**Work order:**
I need the lines below from the one with "Query: utility pole" down to the one with "Query: brick chimney" reproduced exactly, both ends included, and nothing else.

##############################

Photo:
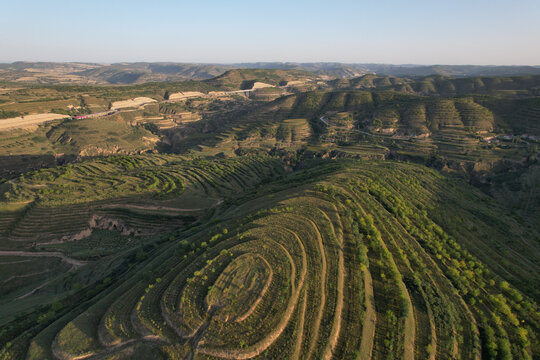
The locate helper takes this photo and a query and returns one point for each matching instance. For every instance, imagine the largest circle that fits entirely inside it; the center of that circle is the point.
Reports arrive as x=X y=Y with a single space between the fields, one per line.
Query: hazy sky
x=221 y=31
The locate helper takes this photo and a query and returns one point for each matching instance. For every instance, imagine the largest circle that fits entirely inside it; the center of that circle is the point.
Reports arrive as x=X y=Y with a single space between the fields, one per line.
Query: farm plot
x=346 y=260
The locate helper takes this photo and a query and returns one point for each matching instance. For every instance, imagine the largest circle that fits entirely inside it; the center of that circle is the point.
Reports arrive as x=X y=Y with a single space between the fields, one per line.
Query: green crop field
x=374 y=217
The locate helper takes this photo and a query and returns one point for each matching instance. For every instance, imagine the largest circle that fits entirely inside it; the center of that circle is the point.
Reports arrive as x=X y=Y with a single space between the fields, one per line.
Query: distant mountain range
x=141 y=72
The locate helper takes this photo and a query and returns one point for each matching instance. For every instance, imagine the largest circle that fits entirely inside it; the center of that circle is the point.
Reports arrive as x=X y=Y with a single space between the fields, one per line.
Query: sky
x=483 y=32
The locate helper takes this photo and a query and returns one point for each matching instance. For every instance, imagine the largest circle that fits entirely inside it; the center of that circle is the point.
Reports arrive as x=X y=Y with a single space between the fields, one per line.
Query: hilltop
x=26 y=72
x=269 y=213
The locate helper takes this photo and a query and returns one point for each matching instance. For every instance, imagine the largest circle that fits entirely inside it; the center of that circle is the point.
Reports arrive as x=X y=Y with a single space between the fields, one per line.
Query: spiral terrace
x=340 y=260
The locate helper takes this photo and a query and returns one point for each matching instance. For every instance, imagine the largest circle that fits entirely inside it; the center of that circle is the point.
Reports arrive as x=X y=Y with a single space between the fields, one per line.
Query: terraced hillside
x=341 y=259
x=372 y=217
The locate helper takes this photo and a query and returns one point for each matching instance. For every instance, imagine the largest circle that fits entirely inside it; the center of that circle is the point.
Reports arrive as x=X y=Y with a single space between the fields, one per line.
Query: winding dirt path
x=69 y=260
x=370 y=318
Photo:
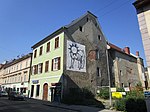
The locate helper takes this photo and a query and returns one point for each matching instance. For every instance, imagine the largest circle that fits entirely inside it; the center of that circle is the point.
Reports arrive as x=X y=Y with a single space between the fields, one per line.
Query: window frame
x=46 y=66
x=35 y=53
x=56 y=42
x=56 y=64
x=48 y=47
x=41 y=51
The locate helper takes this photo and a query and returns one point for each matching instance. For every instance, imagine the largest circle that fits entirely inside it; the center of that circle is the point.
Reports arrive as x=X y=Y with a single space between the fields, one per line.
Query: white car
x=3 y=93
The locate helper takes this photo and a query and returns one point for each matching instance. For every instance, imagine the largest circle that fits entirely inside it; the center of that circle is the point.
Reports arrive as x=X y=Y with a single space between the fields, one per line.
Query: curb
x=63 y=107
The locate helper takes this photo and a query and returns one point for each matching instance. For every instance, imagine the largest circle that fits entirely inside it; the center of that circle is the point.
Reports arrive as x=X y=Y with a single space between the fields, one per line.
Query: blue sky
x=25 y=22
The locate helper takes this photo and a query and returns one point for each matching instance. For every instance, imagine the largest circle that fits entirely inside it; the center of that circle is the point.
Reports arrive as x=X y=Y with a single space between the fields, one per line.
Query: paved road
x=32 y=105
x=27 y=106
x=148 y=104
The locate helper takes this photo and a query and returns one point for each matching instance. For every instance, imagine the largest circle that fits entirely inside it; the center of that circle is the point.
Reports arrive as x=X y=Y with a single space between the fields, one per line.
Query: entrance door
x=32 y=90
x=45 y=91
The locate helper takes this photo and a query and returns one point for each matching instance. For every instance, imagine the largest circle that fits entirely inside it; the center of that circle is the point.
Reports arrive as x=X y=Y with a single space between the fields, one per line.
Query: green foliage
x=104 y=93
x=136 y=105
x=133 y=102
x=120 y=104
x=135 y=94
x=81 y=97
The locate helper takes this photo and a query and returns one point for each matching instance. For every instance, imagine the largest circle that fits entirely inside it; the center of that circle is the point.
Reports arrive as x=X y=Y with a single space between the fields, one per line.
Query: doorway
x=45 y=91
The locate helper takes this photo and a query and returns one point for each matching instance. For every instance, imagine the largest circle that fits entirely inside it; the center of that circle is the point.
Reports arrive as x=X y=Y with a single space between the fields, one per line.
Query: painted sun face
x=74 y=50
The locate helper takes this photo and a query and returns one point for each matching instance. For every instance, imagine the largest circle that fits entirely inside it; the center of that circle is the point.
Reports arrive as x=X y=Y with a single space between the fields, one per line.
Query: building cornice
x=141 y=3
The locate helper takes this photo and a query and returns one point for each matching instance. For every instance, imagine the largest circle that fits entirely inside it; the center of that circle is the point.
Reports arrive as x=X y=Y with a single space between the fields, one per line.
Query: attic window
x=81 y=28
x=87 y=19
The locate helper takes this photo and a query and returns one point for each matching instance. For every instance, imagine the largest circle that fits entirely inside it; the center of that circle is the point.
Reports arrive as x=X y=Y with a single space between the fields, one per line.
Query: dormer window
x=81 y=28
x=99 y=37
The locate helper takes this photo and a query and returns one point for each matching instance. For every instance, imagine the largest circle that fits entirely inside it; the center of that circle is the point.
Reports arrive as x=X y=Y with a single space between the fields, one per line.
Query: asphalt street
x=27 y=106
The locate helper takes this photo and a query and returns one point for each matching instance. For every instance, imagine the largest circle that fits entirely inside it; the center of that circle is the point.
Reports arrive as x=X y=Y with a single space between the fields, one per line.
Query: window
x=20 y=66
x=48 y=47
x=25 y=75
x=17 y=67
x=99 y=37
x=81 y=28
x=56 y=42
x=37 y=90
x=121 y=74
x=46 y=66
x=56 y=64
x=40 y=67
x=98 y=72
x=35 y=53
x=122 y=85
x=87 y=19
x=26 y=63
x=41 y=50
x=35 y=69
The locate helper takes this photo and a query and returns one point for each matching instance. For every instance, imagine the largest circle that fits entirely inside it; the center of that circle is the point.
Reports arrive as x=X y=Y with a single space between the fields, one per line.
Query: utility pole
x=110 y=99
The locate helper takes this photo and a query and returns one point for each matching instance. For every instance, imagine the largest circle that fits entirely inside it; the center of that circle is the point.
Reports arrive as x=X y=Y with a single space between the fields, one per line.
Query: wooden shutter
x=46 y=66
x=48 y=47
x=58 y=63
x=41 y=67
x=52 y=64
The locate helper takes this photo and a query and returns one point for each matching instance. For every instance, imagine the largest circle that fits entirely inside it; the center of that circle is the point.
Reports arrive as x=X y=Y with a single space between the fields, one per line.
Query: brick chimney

##############################

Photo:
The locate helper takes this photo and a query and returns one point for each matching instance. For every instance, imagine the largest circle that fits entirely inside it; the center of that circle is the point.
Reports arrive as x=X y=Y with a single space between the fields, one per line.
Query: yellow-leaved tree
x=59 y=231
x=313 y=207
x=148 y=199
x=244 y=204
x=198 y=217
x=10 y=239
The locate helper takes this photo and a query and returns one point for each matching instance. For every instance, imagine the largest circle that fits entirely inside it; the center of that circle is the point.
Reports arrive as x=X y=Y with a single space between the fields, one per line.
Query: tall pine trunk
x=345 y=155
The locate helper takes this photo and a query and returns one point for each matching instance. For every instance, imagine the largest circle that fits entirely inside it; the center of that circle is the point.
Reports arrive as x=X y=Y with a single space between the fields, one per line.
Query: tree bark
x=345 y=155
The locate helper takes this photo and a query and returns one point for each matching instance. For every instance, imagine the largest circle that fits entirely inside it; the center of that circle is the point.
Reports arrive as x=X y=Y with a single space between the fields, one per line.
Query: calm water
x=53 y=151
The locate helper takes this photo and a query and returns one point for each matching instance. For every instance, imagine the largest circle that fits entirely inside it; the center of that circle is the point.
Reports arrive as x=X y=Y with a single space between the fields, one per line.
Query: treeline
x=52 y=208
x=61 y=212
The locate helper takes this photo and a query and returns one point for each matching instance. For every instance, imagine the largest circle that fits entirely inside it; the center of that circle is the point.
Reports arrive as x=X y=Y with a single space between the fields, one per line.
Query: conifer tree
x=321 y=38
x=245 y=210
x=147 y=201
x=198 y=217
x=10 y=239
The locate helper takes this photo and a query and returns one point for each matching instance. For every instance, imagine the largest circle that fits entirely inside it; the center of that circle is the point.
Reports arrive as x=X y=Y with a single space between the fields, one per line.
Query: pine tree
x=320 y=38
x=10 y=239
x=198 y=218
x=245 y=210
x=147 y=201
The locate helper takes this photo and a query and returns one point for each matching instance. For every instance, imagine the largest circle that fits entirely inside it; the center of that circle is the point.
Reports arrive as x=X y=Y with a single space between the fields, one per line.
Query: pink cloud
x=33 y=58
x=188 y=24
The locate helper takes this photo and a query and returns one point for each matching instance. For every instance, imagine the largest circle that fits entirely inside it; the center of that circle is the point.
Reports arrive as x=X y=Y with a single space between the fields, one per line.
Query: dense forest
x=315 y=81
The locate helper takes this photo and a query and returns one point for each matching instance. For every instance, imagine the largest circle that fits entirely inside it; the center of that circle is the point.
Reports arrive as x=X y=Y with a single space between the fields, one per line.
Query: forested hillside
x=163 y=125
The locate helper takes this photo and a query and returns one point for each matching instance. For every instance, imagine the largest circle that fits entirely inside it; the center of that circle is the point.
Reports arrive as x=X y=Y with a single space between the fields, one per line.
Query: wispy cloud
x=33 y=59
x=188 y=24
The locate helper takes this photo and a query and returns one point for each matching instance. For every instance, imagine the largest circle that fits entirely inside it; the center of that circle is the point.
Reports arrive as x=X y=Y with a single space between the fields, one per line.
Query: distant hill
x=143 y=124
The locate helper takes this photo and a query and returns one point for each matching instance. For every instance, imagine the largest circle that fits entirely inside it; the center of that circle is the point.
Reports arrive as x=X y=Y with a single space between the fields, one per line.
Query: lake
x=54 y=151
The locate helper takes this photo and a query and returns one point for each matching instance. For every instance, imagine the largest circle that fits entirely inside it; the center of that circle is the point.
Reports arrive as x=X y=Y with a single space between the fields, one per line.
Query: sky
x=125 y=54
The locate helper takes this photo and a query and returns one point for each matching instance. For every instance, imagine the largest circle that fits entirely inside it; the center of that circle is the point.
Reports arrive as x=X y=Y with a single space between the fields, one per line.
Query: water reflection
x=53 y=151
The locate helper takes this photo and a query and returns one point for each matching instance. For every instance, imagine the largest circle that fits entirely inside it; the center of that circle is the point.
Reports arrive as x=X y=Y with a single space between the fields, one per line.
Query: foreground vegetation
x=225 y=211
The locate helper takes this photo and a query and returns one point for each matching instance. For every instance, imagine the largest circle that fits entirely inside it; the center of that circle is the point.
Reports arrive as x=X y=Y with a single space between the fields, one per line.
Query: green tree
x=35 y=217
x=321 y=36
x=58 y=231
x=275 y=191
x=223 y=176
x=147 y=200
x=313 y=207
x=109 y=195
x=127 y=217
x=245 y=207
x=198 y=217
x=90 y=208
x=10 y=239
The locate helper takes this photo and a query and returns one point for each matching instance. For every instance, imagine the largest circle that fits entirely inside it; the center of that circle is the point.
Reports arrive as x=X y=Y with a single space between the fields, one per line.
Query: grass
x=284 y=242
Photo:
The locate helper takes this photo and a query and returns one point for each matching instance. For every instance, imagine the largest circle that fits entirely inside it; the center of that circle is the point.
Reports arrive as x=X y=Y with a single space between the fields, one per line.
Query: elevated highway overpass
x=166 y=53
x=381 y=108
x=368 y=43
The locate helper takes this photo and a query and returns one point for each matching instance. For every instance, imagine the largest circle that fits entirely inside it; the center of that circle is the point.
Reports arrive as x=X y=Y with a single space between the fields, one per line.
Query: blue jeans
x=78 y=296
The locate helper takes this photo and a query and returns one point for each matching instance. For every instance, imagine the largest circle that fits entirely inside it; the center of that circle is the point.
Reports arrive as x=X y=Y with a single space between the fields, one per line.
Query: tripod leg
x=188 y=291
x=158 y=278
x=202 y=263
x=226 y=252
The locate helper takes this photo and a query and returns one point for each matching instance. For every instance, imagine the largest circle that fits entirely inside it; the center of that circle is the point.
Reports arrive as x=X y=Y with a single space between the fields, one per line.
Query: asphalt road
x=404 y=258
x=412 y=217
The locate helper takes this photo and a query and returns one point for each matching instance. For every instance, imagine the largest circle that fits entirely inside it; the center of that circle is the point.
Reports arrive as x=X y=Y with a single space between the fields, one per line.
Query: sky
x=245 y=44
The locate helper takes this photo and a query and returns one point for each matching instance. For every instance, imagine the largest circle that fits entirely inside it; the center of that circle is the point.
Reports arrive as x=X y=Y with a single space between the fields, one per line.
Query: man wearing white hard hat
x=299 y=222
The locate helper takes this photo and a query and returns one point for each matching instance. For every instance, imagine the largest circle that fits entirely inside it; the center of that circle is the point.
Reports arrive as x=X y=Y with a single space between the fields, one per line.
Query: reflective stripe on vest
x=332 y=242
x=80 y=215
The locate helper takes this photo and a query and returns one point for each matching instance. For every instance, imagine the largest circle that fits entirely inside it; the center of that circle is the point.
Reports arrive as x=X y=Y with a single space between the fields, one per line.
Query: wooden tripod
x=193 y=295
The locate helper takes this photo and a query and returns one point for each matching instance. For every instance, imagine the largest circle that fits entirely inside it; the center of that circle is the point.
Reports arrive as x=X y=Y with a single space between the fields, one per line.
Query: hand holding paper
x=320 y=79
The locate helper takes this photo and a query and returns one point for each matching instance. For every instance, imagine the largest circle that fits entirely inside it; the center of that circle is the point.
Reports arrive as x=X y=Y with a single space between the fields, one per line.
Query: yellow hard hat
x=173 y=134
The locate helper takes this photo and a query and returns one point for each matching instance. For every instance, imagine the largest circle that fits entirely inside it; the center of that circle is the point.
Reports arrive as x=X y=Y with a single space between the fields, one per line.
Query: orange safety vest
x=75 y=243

##############################

**Reply:**
Query: utility pole
x=110 y=99
The locate helper takes this photo and a query and returns one point for each matching instance. For every instance, imagine the largest circle that fits entirely inside it; the center of that circle is the point.
Reports arrive as x=X y=Y with a single space between the fields, one per line.
Query: wooden shutter
x=46 y=66
x=48 y=47
x=58 y=63
x=41 y=67
x=52 y=64
The locate helper takes this photo and a query and returns one point for each matching instance. For every instance, imagine the largest circle that fits entirely inside it; the center of that circle is the point.
Reports arrive as x=X y=Y with a single space between the fields, one per line.
Query: brick chimney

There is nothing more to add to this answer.